Copy out the lines below word for word, beginning at the line that has "mark every metal" and stopping after the line that has "xmin=0 ymin=33 xmax=38 ymax=100".
— Start —
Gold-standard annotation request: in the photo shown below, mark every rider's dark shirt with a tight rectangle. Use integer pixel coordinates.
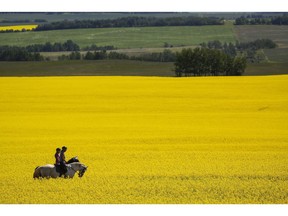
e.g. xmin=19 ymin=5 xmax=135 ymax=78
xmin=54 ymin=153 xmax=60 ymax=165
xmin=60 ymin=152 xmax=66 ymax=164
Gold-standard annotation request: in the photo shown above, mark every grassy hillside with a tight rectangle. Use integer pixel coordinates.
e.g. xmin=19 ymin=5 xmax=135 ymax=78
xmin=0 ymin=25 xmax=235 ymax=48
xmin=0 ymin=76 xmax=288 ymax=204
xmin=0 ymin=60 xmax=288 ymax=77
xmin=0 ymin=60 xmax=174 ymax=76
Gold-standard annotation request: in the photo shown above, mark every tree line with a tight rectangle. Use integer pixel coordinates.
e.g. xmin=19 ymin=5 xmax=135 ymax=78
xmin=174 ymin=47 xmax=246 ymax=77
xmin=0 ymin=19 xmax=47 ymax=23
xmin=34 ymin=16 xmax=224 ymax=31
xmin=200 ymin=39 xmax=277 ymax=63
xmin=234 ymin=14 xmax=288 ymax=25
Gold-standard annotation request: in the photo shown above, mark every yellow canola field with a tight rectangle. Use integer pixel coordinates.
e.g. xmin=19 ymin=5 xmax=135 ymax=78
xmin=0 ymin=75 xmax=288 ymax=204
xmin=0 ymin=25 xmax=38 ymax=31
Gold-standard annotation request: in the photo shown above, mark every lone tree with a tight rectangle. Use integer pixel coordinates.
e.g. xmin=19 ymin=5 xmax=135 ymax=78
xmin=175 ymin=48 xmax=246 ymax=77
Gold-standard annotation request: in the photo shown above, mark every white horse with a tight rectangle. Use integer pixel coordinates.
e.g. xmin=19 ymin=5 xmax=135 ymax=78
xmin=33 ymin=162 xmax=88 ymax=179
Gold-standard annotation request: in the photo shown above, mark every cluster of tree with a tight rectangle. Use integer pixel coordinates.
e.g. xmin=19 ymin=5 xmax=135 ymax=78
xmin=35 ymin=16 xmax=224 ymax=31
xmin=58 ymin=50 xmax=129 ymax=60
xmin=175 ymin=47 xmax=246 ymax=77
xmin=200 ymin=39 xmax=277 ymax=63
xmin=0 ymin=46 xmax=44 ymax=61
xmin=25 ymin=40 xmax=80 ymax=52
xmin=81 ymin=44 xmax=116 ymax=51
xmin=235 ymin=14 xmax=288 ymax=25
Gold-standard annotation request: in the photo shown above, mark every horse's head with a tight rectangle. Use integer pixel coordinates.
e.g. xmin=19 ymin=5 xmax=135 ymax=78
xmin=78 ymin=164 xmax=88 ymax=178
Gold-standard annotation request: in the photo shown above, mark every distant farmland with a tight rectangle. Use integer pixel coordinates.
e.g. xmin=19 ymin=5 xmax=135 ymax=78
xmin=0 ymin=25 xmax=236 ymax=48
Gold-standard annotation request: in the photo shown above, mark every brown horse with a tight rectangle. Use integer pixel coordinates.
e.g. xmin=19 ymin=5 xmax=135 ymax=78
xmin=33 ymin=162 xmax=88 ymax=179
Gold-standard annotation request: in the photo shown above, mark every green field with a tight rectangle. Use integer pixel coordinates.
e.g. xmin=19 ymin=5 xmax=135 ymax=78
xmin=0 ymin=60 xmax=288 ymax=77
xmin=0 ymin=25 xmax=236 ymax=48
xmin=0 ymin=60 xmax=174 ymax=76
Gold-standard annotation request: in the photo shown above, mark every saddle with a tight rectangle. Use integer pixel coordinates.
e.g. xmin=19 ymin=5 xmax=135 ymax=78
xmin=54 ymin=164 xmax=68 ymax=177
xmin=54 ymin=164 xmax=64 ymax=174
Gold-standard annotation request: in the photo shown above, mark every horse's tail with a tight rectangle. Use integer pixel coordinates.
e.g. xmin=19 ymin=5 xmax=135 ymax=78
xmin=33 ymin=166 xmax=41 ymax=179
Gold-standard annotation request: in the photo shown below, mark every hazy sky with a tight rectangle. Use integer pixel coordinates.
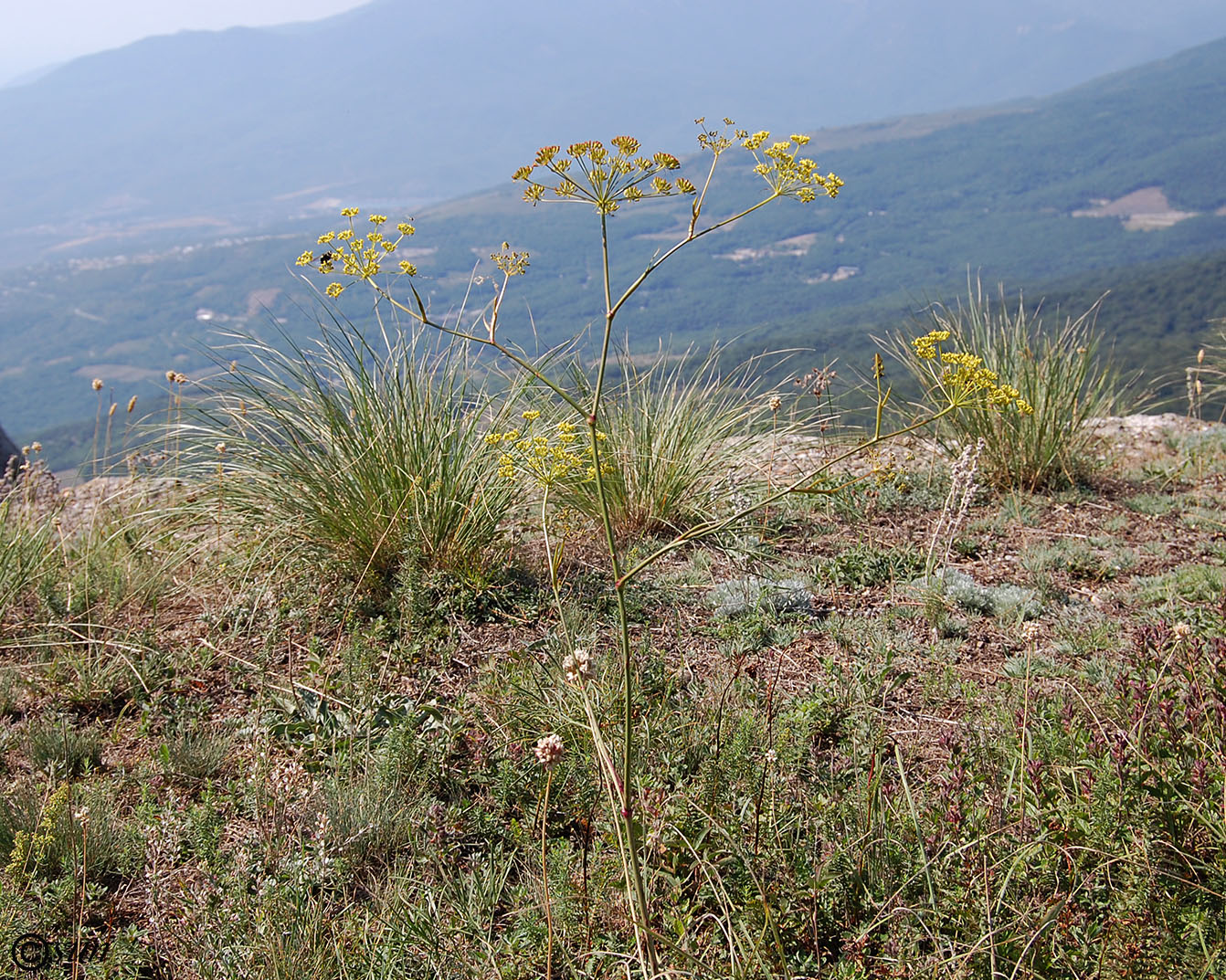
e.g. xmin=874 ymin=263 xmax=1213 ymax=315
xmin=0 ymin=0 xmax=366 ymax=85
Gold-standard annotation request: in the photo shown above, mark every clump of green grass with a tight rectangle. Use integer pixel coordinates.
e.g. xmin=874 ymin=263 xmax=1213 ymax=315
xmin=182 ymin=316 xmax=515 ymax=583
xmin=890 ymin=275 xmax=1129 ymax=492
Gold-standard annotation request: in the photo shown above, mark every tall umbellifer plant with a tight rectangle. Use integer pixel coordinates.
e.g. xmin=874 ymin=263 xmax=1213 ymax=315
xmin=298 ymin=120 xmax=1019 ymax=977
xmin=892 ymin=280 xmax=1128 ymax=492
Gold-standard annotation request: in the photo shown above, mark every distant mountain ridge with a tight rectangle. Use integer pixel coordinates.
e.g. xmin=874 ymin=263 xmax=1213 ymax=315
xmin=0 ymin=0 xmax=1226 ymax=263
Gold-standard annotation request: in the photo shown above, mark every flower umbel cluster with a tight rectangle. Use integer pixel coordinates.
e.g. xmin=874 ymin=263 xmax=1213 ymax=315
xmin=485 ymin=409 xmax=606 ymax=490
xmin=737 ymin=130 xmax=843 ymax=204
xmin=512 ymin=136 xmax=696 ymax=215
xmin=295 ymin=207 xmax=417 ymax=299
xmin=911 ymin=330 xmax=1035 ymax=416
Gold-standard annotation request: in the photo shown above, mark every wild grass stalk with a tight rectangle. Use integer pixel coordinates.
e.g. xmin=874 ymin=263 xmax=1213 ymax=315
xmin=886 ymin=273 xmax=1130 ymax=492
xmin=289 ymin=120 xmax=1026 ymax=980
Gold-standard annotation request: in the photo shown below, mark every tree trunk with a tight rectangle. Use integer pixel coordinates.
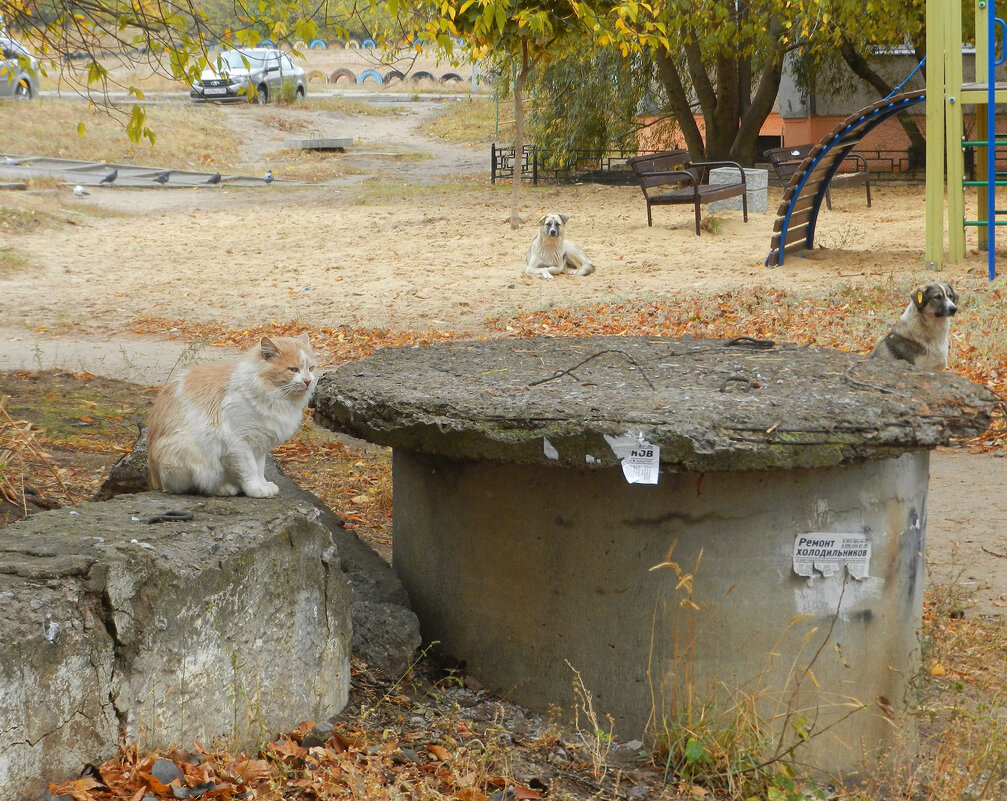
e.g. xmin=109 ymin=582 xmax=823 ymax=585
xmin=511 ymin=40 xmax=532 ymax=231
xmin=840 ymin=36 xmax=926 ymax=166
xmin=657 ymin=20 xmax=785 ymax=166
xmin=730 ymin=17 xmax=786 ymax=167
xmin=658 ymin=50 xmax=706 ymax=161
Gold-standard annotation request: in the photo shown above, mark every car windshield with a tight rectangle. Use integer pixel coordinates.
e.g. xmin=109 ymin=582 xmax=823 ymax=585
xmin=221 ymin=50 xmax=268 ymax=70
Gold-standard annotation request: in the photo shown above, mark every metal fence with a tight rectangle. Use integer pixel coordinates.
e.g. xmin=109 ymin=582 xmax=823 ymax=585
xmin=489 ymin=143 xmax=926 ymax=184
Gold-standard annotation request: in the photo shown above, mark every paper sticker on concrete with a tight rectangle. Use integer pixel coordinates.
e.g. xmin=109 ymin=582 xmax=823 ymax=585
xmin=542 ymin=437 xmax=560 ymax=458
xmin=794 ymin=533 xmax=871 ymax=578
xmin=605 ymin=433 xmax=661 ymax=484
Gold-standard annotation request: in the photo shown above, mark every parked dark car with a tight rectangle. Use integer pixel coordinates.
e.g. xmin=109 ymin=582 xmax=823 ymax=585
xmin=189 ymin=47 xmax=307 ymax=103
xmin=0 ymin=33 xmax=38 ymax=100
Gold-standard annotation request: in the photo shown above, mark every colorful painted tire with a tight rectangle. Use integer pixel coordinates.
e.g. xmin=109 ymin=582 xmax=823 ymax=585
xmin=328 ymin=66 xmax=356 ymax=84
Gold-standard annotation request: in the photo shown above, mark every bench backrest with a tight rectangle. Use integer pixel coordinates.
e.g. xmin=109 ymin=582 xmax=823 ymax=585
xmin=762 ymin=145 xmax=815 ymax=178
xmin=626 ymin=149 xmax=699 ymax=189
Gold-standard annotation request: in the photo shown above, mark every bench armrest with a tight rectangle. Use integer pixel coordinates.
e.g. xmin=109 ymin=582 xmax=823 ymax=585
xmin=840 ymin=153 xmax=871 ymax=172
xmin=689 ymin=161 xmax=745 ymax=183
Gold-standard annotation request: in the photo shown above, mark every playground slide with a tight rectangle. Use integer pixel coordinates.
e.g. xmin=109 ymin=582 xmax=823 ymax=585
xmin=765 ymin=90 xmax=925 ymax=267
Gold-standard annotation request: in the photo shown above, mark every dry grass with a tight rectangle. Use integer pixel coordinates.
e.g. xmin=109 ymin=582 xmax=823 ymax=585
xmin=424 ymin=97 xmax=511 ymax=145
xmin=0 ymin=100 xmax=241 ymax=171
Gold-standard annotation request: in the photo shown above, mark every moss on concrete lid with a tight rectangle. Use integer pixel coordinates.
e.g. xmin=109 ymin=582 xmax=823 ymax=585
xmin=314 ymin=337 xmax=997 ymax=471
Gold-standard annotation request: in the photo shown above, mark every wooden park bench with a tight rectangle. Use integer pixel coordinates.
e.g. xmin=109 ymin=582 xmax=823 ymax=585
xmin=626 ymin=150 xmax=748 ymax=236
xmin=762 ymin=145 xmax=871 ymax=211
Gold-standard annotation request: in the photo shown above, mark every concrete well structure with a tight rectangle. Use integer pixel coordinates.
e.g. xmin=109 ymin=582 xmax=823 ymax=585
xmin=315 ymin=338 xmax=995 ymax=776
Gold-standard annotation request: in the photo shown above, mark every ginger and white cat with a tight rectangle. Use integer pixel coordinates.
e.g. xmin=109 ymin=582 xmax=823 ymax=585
— End —
SOLUTION:
Gold-standard annotation request: in the photo shown above, mark every metal fence with a tight rectangle. Use integer pixel coordinates.
e.g. xmin=109 ymin=582 xmax=823 ymax=585
xmin=489 ymin=143 xmax=926 ymax=184
Gold-standard annotation request: in the photo shown above, mark every paper sticker on concrete with a tight rectangle. Use integer pixel coordinates.
e.g. xmin=109 ymin=582 xmax=823 ymax=585
xmin=542 ymin=437 xmax=560 ymax=458
xmin=794 ymin=533 xmax=871 ymax=578
xmin=605 ymin=433 xmax=661 ymax=484
Gold-standard annotation request: in the photo shown above, mark every parked dark car with a tight rectangle. Use integer pixel coordinates.
e.g. xmin=109 ymin=582 xmax=823 ymax=585
xmin=189 ymin=47 xmax=307 ymax=103
xmin=0 ymin=33 xmax=38 ymax=100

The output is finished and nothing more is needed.